## Tasks to perform
(A) Return the passage of the Ryu Mi-yong biography starting at "- Born: February" and ending at "to the North.", copied word for word.
(B) For each statement, answer yes or no according to the Ryu Mi-yong biography, and quote the words from it that settle the answer: (i) Ryu married Choe Deok-sin in China. (ii) Ryu defected to the North without her husband. (iii) Ryu died of heart failure.

::: Given text

- Born: February 14, 1921 Harbin, Heilongjiang, China
- Died: November 23, 2016 (aged 95) Pyongyang, North Korea
- Spouse: Choe Deok-sin (m. 1937)
- Children: Choe In-guk [ko]
- Father: Ryu Dong-ryol

= Ryu Mi-yong =

North Korean politician (1921–2016)

Ryu Mi-yong (14 February (Note: 7 January according to the lunar calendar) 1921 – 23 November 2016) was the chairwoman of the North Korean Chondoist Chongu Party. She was a standing committee member of the 10th Supreme People's Assembly. She was known as a defector from South Korea to the North.

==Biography==
Ryu was the only daughter born in Harbin to independence activist Ryu Dong-ryol. She married Choe Deok-sin in 1937 in China. She and her husband Choe Deok-sin defected to the North in 1986. In 2000, she led a delegation of defectors to the South on an officially sanctioned reunion with family they left behind. Ryu died of lung cancer in November 2016. Ryu's second son, Choe In-guk, reportedly defected to North Korea in July 2019.

Ryu had received the Order of Kim Il Sung, Order of Kim Jong Il and National Reunification Prize.

On her funeral committee were:
1. Yang Hyong-sop
2. Kim Yong-chol
3. Kim Yong-dae
4. Jon Yong-nam
5. Ju Yong-gil
6. Ri Myong-gil
7. Kim Jong-sung
8. Ri Song-won
9. Pak Myong-chol
10. Ri Kil-song
11. Yun Jong-ho

== Awards and honors ==
A frame displaying Ryu's decorations was placed at the foot of her bier during her funeral.

::::::
::: Dataset extract

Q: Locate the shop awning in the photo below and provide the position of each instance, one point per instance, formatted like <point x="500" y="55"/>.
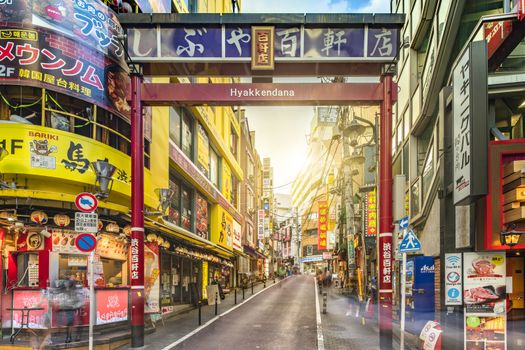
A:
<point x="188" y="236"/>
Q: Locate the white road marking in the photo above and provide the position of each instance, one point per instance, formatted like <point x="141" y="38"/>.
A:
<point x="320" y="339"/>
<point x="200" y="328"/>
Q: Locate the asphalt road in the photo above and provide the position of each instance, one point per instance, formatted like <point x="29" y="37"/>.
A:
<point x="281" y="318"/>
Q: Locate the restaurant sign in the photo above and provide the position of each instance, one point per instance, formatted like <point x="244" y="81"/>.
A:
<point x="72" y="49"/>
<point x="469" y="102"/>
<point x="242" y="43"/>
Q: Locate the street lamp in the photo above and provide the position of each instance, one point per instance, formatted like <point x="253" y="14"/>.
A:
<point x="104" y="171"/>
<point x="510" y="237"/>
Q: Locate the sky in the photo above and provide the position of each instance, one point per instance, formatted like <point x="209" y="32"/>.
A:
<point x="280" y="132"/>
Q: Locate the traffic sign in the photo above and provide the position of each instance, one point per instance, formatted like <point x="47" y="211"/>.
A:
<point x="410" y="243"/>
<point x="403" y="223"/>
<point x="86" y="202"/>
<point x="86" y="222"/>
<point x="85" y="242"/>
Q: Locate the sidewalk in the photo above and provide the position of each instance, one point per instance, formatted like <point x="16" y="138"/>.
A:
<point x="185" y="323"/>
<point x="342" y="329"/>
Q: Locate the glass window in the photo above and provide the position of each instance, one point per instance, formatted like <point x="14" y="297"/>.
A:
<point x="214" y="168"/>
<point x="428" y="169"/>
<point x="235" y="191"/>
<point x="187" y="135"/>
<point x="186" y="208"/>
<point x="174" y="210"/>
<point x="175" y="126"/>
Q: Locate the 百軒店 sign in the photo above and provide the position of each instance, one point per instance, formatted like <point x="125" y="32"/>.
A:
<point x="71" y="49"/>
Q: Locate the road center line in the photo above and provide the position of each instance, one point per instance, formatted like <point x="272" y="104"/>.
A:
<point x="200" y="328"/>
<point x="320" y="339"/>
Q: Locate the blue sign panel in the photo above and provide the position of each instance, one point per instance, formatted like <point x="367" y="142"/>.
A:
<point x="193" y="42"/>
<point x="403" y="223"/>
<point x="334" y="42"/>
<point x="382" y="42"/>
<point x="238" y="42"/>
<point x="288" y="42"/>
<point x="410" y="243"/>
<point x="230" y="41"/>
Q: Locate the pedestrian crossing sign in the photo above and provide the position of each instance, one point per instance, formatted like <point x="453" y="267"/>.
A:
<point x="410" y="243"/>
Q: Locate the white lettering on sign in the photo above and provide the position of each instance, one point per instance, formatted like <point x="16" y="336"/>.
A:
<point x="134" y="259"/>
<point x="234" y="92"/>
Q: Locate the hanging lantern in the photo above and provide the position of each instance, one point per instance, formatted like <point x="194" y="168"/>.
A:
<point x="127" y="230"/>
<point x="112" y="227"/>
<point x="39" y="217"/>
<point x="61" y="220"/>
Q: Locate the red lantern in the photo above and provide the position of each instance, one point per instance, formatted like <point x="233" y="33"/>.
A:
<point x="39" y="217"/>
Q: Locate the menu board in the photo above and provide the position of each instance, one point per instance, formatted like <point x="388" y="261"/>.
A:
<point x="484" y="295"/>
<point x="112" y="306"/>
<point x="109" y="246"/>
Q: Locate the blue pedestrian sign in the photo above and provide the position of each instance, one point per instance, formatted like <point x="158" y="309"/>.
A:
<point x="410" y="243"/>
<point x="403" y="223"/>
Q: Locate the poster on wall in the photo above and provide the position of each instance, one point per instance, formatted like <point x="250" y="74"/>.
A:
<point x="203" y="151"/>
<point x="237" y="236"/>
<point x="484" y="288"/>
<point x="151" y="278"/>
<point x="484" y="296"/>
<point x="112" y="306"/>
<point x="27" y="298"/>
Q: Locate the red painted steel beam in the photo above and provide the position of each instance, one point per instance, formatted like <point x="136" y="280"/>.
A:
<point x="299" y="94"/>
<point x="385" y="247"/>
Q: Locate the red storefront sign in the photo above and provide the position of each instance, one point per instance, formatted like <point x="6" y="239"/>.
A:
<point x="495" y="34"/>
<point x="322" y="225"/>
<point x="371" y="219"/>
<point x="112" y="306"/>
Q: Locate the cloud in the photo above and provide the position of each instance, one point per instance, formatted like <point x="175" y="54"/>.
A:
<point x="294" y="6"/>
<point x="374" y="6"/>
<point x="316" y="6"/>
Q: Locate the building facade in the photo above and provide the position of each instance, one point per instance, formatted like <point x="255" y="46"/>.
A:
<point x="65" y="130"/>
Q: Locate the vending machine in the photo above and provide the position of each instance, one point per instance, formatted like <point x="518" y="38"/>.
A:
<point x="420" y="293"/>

::::::

## Outputs by task
(A)
- Born: February 14, 1921 Harbin, Heilongjiang, China
- Died: November 23, 2016 (aged 95) Pyongyang, North Korea
- Spouse: Choe Deok-sin (m. 1937)
- Children: Choe In-guk [ko]
- Father: Ryu Dong-ryol

= Ryu Mi-yong =

North Korean politician (1921–2016)

Ryu Mi-yong (14 February (Note: 7 January according to the lunar calendar) 1921 – 23 November 2016) was the chairwoman of the North Korean Chondoist Chongu Party. She was a standing committee member of the 10th Supreme People's Assembly. She was known as a defector from South Korea to the North.

(B)
(i) Yes: "She married Choe Deok-sin in 1937 in China."
(ii) No: "She and her husband Choe Deok-sin defected to the North in 1986."
(iii) No: "Ryu died of lung cancer in November 2016."